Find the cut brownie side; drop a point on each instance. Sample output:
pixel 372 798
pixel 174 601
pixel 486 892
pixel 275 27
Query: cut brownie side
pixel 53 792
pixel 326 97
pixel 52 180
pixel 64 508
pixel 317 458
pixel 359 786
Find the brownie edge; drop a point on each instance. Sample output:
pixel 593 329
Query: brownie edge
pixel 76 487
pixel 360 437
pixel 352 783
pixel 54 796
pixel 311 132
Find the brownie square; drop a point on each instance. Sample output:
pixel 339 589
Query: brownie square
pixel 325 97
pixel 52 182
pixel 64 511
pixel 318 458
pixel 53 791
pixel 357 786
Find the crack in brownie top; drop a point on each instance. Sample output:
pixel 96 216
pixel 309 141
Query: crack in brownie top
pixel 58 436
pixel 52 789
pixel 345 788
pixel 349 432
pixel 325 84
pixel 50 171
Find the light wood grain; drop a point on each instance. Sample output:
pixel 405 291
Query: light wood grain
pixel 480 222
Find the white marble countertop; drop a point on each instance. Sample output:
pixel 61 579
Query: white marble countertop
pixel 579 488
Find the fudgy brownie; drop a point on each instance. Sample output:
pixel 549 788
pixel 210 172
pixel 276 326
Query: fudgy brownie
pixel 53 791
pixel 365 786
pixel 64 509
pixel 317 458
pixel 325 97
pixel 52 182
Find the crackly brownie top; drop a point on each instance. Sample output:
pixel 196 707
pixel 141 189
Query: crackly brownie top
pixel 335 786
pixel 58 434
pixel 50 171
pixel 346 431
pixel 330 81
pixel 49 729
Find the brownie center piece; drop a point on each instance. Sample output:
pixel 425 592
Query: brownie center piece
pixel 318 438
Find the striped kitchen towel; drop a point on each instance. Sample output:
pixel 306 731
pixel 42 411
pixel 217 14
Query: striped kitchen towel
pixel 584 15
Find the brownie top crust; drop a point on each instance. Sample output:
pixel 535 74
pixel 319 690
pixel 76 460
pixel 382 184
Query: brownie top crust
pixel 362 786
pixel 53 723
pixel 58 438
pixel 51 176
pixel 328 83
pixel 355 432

Exercise instructions ▸
Word for word, print the listing above once more.

Final answer ▸
Find the cut brownie side; drop a point on each instance. Sample output:
pixel 372 798
pixel 174 601
pixel 486 892
pixel 275 27
Query: cut brownie side
pixel 53 792
pixel 326 97
pixel 52 180
pixel 64 508
pixel 317 458
pixel 359 786
Find the brownie edge; drop a point on each instance. Sample output:
pixel 593 329
Query: brownie edge
pixel 76 487
pixel 360 437
pixel 352 783
pixel 54 796
pixel 311 132
Find the brownie square; drop a point on each instance. Sample output:
pixel 339 589
Query: brownie square
pixel 325 97
pixel 52 182
pixel 64 511
pixel 318 458
pixel 53 791
pixel 357 786
Find the crack in brownie top; drop a point on each instance. Sample output:
pixel 96 216
pixel 309 141
Query: crack in brownie top
pixel 58 436
pixel 52 789
pixel 345 788
pixel 349 432
pixel 325 84
pixel 50 171
Find the light wood grain; drop a point on each instance. Sample output:
pixel 405 291
Query: light wood grain
pixel 480 222
Find the white marble countertop; drop a point on each instance. Sample output:
pixel 61 579
Query: white marble countertop
pixel 579 488
Find the fudgy brownie; drop a point on each instance. Sample output:
pixel 549 788
pixel 210 172
pixel 276 326
Query: fudgy brownie
pixel 53 791
pixel 365 786
pixel 64 509
pixel 317 458
pixel 325 97
pixel 52 182
Find the crackly brownie top; drop a point on each instance. Sample output:
pixel 196 707
pixel 141 189
Query: crackly brownie top
pixel 335 786
pixel 58 434
pixel 50 171
pixel 346 431
pixel 330 81
pixel 49 729
Find the brownie center piece; drop a point on each instance. Sample output:
pixel 425 592
Query: brownie center piece
pixel 318 438
Find the striped kitchen towel; drop a point on each instance. Sample output:
pixel 306 731
pixel 42 411
pixel 217 14
Query: striped kitchen towel
pixel 584 15
Find the brownie top crust; drop a point on each instance. Sample output:
pixel 535 74
pixel 319 690
pixel 76 460
pixel 382 184
Query: brownie top crust
pixel 362 786
pixel 53 723
pixel 58 438
pixel 51 176
pixel 328 83
pixel 355 432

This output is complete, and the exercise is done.